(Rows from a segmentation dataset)
— Start —

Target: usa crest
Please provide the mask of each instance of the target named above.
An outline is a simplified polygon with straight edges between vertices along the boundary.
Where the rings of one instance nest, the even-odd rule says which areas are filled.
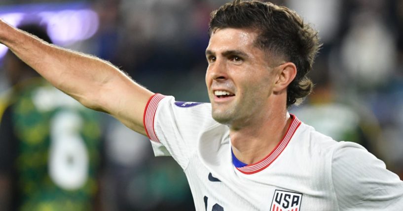
[[[175,105],[176,105],[177,106],[180,107],[181,108],[187,108],[194,106],[199,104],[201,104],[202,103],[198,103],[196,102],[182,102],[182,101],[175,102]]]
[[[299,211],[302,194],[276,190],[271,202],[270,211]]]

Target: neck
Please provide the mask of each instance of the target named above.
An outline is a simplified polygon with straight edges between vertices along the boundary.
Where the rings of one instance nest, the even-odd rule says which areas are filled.
[[[281,141],[291,122],[285,106],[261,115],[254,123],[242,128],[230,128],[232,151],[235,156],[247,164],[267,156]]]

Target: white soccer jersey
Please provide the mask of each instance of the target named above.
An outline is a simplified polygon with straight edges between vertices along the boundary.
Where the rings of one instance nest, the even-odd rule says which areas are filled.
[[[144,124],[155,155],[171,155],[183,169],[198,211],[403,210],[403,181],[382,161],[291,117],[276,148],[242,168],[209,103],[157,94]]]

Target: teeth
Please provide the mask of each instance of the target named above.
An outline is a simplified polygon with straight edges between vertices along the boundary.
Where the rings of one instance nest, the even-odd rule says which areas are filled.
[[[227,91],[214,91],[214,94],[217,96],[231,95],[231,94]]]

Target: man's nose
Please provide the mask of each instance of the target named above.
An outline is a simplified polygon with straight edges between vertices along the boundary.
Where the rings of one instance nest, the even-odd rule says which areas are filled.
[[[213,80],[216,81],[223,80],[228,78],[228,73],[225,62],[217,60],[211,65],[210,74]]]

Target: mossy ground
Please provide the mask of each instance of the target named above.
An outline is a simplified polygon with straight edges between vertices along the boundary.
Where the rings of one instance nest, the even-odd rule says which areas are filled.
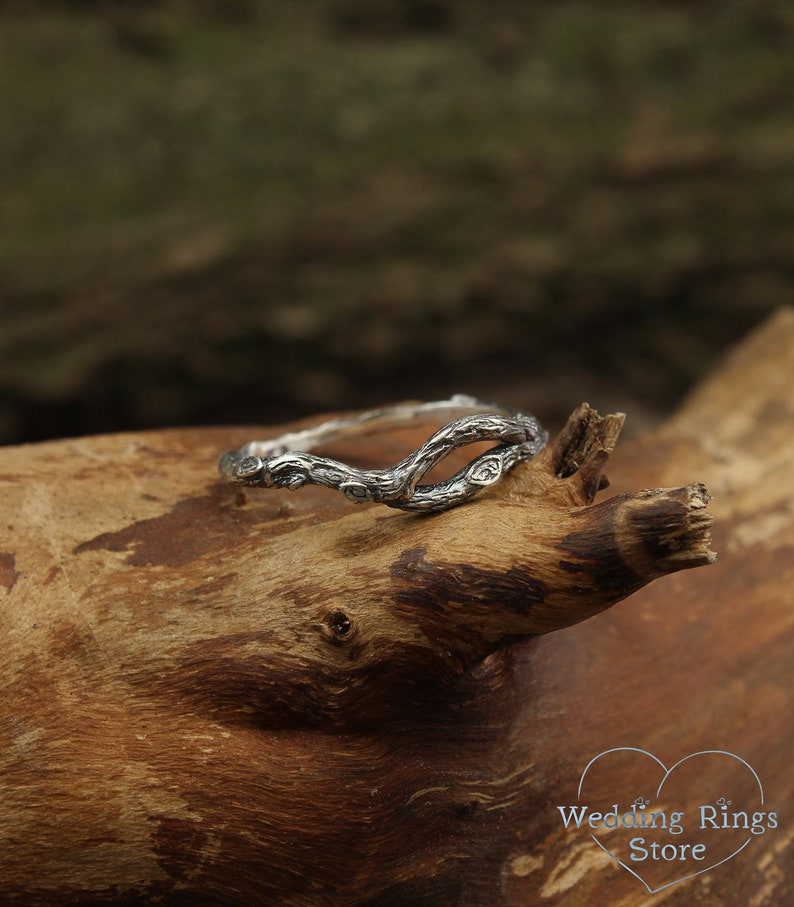
[[[0,13],[0,440],[464,390],[654,420],[794,298],[794,12]]]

— End —

Reproduce every one of the lines above word for word, omitting the pictures.

Target: usa crest
Please provide the mask of each instance of the target named above.
An outline is a simplified polygon with straight edges between vertices along the boundary.
Where the rings of one instance nest, the even-odd rule says which areas are filled.
[[[175,105],[176,105],[177,106],[180,107],[181,108],[187,108],[194,106],[199,104],[201,104],[202,103],[198,103],[196,102],[182,102],[182,101],[175,102]]]
[[[299,211],[302,194],[276,190],[271,202],[270,211]]]

Target: neck
Please provide the mask of each instance of the target named above.
An outline is a simplified polygon with straight edges between vertices along the boundary.
Where the rings of one instance nest, the even-odd rule says which areas are filled.
[[[281,141],[291,122],[285,106],[261,115],[254,123],[242,128],[230,128],[232,151],[235,156],[247,164],[267,156]]]

Target: white soccer jersey
Please provide the mask of each instance of the target named above.
An outline is a simplified polygon with straight edges between vertices along the boundary.
Where the rings of one instance nest, the even-odd rule says which areas are filled.
[[[144,124],[155,155],[171,155],[183,169],[198,211],[403,210],[403,181],[382,161],[291,117],[276,148],[242,168],[209,103],[157,94]]]

Target: teeth
Please provide the mask of each instance of the target named above.
An outline is a simplified polygon with straight edges between vertices along the boundary.
Where the rings of one instance nest, the even-odd rule says which areas are filled.
[[[227,91],[214,91],[214,94],[217,96],[231,95],[231,94]]]

Target: man's nose
Please provide the mask of each instance of the target named above.
An outline is a simplified polygon with straight edges between vertices along the boundary.
Where the rings of one instance nest, the even-odd rule says which areas are filled.
[[[213,80],[216,81],[223,80],[228,78],[228,73],[225,62],[217,60],[211,65],[210,74]]]

Target: mossy ground
Please provide the mask of each instance of the target named above.
An outline is a simplified polygon with straight edges between vertices along the boundary.
Where the rings of one instance nest, the even-odd rule says which areas are filled.
[[[0,13],[0,440],[464,390],[654,420],[794,298],[794,12]]]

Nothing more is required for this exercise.